BLOC DE TEXTE

◆ ◆ ◆ ◆

VENDREDI 26 DÉCEMBRE 2003

LE VRAI PÈRE NOËL DES CONTREBANDIERS

Il ne réside pas en Finlande : il séjourne à Paris quai de Bercy

La conjuration de la période des fêtes, de l'isolement campagnard et d'une sérieuse panne d'ordinateur, m'ont contraint à consulter, pendant trois jours, trois délicieuses journées je l'avoue, seulement la Nouvelle République du Centre Ouest. Ce journal monopoliste de droit local se voue essentiellement aux faits divers. Ainsi, l'événement le plus marquant qu'il retenait, de ce 22 décembre, n'est autre que l'audacieuse opération de la pègre à Marseille ayant consisté à dérober un stock assez considérable de cigarettes.

Les fins limiers qui résoudront cette énigme nous en apprendront certainement beaucoup sur la manière dont les bandits ont opéré, comment ils ont choisi cette cargaison et par qui ils ont été renseignés. Les 45 tonnes de cigarettes transitaient, dans les docks du grand port de notre belle Provence, entre la Tunisie et l'Algérie. Ceci peut paraître un étrange itinéraire. Quand on sait que l'un des hauts lieux de la vente à bas prix de cigarettes de contrebande se trouve à Barbès, certains penseront avec nostalgie que, lentement mais sûrement, l'ancien espace impérial français se reconstitue.

Mais à dire vrai la question la plus épineuse n'est pas là. S'agissant de ce trafic de cigarettes, nous laissons aux émules d'Hercule Poirot le soin de savoir par qui, en France, il est réalisé. Les soupçons qui pèsent sur certains réseaux islamistes ou séparatistes corses semblent objectivement plus sérieux que la piste de l'association des descendants de zouaves pontificaux, ou "la piste espagnole de Copernic". En un mot comme en cent, ce n'est pas l'extrême droite qui a fait le coup.

L'alliance des pouvoirs gris fonctionnant dans les zones de non-droit avec les mafias étrangères n'est plus à démontrer.

Le 4 juillet par exemple on apprenait, par un long article de l’Ansa italienne, le lancement d'une procédure concernant la demande d’arrestation du Premier ministre monténégrin M. Milo Djukanovic, émise par le Parquet de Naples : "L’accusation du ministère public de Naples pour association criminelle financée par le trafic de tabac de production étrangère (1), émise contre le Premier ministre monténégrin Milo Djukanovic est le résultat de la demande d’arrestation formulée par un procureur public quelques jours plus tôt". Car les 365 pages relatant "les écoutes de conversations téléphoniques (2) de Milo Djukanovic, Vesko Barovic, Duska Jeknic (3) et Paolo Savino révéleraient l’implication directe du Premier ministre monténégrin dans les trafics de cigarettes en Italie." (4) Paolo Savino est mentionné en Italie comme l’un des représentants les plus exposés de l’organisation des trafiquants.

◆ ◆ ◆ ◆

Entrées de la collection
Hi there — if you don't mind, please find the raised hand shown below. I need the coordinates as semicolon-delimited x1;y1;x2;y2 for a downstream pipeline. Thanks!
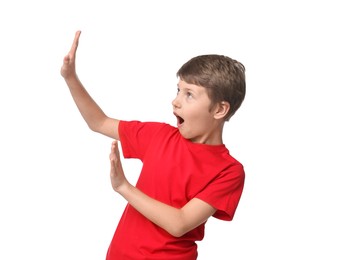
109;141;129;192
61;31;81;80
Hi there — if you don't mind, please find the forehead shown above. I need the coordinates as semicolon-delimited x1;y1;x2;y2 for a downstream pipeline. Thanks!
177;79;206;92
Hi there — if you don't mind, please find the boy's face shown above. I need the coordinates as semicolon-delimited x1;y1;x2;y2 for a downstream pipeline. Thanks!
172;79;221;144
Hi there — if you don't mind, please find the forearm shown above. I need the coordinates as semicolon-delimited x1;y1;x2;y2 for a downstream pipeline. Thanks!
66;76;107;132
116;184;187;237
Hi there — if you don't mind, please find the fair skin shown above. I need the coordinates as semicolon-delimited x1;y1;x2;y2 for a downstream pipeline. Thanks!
61;31;229;237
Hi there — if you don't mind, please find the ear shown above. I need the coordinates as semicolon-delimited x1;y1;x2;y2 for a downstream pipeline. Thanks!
214;101;230;119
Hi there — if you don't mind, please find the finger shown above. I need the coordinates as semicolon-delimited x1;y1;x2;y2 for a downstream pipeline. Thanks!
69;31;81;56
109;140;119;160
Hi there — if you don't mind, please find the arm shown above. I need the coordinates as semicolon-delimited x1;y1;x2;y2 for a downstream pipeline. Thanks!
61;31;119;140
110;141;216;237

◆ ◆ ◆ ◆

CONSIGNES DE L'EXERCICE
• a. Transcrivez fidèlement le passage de l'article sur la contrebande de cigarettes, en commençant par « Il ne réside » et en poursuivant jusqu'à « considérable de cigarettes. ».
• b. D'après l'article sur la contrebande de cigarettes, entre quels pays transitaient les 45 tonnes de cigarettes dans les docks du port de Marseille ?

RÉPONSES
• a.
Il ne réside pas en Finlande : il séjourne à Paris quai de Bercy

La conjuration de la période des fêtes, de l'isolement campagnard et d'une sérieuse panne d'ordinateur, m'ont contraint à consulter, pendant trois jours, trois délicieuses journées je l'avoue, seulement la Nouvelle République du Centre Ouest. Ce journal monopoliste de droit local se voue essentiellement aux faits divers. Ainsi, l'événement le plus marquant qu'il retenait, de ce 22 décembre, n'est autre que l'audacieuse opération de la pègre à Marseille ayant consisté à dérober un stock assez considérable de cigarettes.

• b. Entre la Tunisie et l'Algérie.